• WRITTEN EXERCISE
How many lines of the material below contain the string "stool"? Case counts, and your reply should be only the number.

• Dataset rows
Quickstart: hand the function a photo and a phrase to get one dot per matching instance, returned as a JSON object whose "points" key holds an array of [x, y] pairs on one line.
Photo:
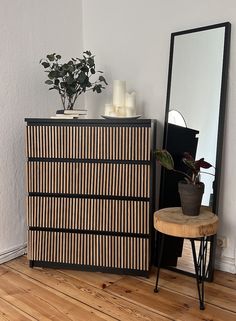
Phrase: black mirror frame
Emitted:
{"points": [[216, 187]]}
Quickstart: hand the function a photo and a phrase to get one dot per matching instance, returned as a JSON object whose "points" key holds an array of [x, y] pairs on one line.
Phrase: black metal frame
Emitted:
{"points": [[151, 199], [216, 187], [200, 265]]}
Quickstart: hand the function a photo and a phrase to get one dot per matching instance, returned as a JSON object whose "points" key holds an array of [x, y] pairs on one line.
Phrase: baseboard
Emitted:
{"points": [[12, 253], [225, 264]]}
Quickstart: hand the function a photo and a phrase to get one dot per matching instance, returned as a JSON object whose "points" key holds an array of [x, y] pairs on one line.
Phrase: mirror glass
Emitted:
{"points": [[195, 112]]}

* * *

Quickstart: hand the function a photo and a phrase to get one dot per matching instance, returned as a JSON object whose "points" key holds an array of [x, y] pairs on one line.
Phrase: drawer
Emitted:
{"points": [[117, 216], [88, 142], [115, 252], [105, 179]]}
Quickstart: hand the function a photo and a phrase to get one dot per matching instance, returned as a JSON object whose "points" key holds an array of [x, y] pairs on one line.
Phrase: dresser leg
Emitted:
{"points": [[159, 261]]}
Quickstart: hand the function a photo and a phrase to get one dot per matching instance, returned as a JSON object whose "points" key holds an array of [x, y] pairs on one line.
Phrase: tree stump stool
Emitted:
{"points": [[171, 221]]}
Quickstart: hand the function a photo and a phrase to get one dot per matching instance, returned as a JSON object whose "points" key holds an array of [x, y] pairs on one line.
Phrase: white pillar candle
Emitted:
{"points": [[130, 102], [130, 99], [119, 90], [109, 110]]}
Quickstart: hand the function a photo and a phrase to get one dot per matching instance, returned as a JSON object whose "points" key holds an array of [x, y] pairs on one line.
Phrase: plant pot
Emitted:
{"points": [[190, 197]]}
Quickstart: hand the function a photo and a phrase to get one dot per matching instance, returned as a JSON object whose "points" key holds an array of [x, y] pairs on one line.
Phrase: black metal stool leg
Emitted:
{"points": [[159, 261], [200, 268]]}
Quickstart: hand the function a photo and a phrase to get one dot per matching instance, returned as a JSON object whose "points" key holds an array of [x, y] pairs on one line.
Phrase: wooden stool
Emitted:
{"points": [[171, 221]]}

• RESULT BELOW
3